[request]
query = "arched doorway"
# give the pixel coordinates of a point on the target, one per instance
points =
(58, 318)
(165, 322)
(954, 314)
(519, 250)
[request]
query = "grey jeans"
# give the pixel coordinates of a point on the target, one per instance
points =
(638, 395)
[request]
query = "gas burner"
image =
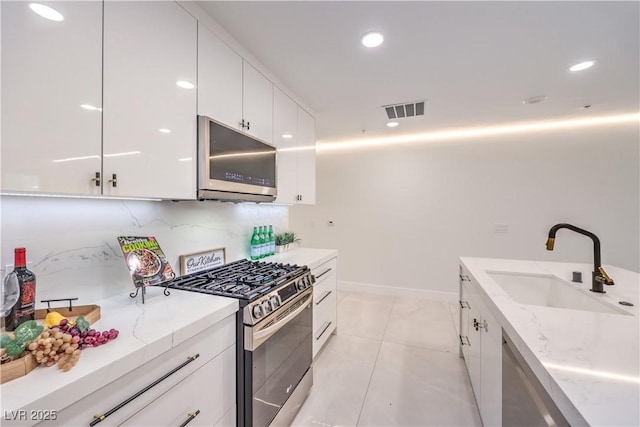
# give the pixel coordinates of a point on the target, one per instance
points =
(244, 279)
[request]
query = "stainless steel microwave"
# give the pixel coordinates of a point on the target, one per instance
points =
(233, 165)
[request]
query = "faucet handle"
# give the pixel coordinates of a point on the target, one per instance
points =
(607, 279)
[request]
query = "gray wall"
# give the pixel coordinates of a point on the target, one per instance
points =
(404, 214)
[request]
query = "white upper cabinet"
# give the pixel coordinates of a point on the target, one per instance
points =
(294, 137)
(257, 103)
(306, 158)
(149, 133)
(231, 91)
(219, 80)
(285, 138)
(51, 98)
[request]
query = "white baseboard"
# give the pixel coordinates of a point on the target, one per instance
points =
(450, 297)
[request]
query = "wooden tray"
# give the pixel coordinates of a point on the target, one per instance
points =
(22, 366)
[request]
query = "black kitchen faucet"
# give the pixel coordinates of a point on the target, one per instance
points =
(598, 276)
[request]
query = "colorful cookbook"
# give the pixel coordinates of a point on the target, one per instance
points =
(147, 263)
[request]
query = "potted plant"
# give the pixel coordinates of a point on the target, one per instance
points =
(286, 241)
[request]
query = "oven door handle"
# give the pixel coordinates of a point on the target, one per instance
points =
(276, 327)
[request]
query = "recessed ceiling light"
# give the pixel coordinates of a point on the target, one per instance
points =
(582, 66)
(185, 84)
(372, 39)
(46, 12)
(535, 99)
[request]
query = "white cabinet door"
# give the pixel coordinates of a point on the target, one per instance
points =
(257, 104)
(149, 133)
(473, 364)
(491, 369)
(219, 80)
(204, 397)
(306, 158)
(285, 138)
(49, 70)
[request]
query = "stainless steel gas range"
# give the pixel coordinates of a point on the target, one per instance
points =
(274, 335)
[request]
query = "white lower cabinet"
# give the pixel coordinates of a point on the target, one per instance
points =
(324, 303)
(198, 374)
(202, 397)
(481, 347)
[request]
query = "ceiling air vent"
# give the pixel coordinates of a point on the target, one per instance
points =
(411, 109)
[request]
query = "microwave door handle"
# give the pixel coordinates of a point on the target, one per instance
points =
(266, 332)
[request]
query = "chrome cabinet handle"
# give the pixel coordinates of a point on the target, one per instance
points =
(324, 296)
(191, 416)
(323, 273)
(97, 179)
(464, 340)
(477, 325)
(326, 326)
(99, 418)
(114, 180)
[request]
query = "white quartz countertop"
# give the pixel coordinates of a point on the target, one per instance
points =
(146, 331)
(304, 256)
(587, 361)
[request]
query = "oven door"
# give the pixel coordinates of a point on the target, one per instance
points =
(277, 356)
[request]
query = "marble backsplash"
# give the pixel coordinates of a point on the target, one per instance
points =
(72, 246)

==========

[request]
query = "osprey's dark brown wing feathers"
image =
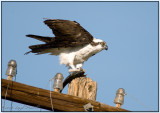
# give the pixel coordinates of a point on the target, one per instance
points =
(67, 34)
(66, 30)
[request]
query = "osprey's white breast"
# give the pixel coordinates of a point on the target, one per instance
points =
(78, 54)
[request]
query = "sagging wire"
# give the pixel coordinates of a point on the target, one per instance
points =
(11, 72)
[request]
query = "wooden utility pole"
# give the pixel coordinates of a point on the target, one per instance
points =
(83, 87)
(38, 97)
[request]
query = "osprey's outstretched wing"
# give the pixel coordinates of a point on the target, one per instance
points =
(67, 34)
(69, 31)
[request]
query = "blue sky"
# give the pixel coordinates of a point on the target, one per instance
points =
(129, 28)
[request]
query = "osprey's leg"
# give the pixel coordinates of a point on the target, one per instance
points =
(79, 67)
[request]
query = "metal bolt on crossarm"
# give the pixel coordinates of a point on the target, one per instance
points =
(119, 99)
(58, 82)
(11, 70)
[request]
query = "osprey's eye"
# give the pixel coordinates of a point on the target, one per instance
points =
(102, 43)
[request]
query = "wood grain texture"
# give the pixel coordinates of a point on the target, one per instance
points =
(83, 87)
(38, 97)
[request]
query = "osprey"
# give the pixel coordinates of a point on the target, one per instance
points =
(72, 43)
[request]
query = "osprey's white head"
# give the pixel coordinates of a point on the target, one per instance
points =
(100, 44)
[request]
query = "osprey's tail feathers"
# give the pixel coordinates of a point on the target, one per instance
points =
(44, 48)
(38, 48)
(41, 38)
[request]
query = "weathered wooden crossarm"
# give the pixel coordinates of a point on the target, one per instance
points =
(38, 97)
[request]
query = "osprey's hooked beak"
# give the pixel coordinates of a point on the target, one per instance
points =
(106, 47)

==========

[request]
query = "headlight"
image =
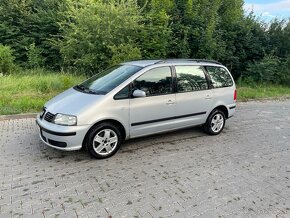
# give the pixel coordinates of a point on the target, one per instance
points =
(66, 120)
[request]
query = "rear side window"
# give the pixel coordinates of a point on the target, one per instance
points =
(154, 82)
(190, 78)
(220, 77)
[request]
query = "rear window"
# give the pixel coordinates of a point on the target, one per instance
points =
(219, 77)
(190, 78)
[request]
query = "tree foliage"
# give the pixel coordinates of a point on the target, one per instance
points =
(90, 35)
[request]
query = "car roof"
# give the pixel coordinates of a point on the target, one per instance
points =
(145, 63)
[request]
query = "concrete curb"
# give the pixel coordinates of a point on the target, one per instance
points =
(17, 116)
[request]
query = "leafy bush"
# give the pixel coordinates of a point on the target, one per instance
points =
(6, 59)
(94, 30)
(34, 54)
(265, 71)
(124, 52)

==========

* To do *
State only the number of lines in the records above that contain the string "wooden".

* Task answer *
3